◆ Exercise prompt
Look in the data below for the line that contains "Where in this photo can the reflection". Copy that line and the remaining lines exactly.

>> start Records supplied

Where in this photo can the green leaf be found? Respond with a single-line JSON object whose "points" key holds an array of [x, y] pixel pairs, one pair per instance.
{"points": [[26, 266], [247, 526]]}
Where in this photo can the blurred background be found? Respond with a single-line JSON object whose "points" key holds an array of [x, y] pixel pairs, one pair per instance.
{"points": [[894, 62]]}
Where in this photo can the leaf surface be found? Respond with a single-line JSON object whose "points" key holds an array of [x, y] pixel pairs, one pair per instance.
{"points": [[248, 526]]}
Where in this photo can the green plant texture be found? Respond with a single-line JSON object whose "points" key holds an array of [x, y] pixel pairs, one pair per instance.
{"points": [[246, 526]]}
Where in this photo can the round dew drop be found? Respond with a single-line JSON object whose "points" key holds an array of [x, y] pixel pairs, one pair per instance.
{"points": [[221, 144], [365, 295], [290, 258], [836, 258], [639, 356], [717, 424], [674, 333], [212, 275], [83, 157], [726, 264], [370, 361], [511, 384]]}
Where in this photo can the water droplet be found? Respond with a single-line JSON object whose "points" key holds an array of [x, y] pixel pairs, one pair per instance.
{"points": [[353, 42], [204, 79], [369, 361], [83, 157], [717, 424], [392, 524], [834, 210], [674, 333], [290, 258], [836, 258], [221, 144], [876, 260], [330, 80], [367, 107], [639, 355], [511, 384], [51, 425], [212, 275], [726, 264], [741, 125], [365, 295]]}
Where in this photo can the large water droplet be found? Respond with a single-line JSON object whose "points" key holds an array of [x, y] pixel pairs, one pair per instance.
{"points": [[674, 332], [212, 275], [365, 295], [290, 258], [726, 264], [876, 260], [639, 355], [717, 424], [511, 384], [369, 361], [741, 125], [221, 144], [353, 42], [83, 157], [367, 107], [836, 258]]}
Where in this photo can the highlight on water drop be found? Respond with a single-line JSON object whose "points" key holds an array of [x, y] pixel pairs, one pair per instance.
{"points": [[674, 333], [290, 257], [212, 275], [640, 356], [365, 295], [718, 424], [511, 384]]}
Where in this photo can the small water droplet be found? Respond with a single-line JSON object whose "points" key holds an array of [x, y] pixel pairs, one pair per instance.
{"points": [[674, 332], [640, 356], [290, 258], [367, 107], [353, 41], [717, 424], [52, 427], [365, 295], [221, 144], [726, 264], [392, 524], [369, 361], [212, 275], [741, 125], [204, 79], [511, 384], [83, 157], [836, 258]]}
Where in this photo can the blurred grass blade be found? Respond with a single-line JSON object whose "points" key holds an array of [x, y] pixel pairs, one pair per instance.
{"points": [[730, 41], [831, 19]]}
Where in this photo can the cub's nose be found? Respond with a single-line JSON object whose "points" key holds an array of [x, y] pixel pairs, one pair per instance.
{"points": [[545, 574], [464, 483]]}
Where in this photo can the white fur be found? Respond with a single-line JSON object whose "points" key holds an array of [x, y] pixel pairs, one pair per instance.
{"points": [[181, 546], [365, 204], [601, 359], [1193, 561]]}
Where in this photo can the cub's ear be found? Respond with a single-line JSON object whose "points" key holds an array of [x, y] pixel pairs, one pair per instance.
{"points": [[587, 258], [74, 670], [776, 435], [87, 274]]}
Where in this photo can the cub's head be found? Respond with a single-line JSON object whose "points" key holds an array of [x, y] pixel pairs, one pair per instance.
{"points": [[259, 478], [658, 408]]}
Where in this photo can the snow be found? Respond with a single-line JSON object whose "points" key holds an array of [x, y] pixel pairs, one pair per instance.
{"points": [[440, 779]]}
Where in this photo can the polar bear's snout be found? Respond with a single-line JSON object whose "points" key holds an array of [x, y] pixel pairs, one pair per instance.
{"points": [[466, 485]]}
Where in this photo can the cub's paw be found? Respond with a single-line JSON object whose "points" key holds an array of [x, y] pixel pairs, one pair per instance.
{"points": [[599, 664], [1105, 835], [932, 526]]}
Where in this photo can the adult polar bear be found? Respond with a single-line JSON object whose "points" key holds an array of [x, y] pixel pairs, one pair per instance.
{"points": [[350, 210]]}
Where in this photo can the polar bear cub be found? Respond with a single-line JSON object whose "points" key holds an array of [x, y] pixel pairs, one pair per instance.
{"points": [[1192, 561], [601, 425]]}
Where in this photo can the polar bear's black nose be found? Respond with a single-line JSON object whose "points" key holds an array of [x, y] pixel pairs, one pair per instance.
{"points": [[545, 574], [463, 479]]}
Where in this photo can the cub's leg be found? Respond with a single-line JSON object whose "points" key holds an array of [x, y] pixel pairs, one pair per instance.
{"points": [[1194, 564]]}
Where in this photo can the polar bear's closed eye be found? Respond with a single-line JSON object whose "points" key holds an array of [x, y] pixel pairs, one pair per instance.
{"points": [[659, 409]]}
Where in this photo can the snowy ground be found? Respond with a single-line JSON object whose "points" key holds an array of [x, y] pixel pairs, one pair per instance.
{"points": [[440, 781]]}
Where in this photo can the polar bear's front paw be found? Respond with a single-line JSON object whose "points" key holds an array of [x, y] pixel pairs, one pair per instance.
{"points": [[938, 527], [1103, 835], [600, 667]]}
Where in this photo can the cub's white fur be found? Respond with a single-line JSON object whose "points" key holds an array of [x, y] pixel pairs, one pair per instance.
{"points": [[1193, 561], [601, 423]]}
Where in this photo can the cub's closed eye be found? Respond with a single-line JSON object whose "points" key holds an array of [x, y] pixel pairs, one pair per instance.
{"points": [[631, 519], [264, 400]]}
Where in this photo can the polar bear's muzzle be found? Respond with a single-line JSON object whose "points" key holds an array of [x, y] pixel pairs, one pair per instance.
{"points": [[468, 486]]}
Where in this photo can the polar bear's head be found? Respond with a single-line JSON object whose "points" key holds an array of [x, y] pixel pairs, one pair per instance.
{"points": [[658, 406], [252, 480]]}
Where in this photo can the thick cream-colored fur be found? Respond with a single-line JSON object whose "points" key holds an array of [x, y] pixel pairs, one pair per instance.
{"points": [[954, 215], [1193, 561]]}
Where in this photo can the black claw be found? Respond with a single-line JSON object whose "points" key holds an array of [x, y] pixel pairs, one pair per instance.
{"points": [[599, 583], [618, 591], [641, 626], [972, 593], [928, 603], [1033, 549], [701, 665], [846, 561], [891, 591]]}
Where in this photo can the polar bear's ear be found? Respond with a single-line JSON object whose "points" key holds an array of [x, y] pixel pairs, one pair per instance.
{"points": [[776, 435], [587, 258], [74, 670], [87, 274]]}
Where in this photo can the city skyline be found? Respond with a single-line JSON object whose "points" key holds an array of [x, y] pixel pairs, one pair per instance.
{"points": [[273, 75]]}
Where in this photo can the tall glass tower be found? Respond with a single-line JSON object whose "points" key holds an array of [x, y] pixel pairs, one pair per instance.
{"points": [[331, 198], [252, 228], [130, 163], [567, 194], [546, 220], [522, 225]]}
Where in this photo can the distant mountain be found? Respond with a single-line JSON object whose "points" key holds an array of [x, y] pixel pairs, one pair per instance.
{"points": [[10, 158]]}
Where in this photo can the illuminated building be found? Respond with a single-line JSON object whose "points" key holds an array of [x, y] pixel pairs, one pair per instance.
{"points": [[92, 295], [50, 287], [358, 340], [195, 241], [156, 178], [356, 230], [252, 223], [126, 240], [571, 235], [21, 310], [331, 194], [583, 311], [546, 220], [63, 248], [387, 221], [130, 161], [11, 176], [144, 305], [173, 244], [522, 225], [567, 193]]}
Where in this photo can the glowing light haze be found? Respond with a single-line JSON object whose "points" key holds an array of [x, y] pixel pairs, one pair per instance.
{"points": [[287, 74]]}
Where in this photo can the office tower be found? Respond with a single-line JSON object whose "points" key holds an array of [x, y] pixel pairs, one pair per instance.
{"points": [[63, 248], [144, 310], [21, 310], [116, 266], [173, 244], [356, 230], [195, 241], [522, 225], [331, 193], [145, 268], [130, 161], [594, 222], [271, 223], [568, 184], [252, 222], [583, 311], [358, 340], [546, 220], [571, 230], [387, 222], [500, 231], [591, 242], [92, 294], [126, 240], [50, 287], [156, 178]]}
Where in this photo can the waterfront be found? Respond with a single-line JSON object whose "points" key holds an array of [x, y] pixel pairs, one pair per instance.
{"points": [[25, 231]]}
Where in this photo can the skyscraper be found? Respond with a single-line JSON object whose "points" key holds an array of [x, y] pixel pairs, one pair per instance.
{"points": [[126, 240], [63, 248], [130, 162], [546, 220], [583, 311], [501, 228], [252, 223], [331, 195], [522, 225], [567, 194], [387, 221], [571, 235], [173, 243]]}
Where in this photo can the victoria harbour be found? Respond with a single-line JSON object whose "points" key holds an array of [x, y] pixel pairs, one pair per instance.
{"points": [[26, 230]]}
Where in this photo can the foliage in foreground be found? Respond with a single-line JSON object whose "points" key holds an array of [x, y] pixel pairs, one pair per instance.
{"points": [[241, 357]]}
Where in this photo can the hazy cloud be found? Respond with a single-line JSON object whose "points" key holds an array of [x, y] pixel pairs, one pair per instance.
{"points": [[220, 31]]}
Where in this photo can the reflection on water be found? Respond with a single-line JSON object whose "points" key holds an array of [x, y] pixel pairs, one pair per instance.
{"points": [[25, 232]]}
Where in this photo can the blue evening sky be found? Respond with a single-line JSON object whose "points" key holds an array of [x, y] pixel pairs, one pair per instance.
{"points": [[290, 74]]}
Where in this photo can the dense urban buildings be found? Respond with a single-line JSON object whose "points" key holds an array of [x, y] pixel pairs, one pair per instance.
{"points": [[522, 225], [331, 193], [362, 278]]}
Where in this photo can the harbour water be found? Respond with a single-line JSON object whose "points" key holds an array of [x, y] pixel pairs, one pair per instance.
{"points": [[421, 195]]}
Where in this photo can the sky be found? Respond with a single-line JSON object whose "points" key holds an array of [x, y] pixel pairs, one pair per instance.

>> end Records supplied

◆ Problem solution
Where in this photo can the reflection on water be found? Respond with a single-line JSON object whose "points" key holds an array of [x, y] pixel pairs, one pair per instance.
{"points": [[25, 232]]}
Where in this photo can the blue evening sky be found? Respond with a single-line JSON object whose "points" key holds an array of [x, y] pixel pairs, one pair per instance.
{"points": [[290, 74]]}
Where in this photo can the dense urban buildings be found? Respond with a single-line JSON object whose "points" key holds an array of [x, y] pixel pairs, one pair per instance.
{"points": [[522, 225], [331, 193], [362, 278]]}
Where in this photo can the harbour water be found? Respond with a single-line JSON object whose "points" key holds an array of [x, y] pixel pairs, one pair per instance.
{"points": [[421, 195]]}
Where in this photo can the sky be found? Respond with a single-line JSON object whose "points" key holds an array of [x, y] pixel pairs, one pair per instance.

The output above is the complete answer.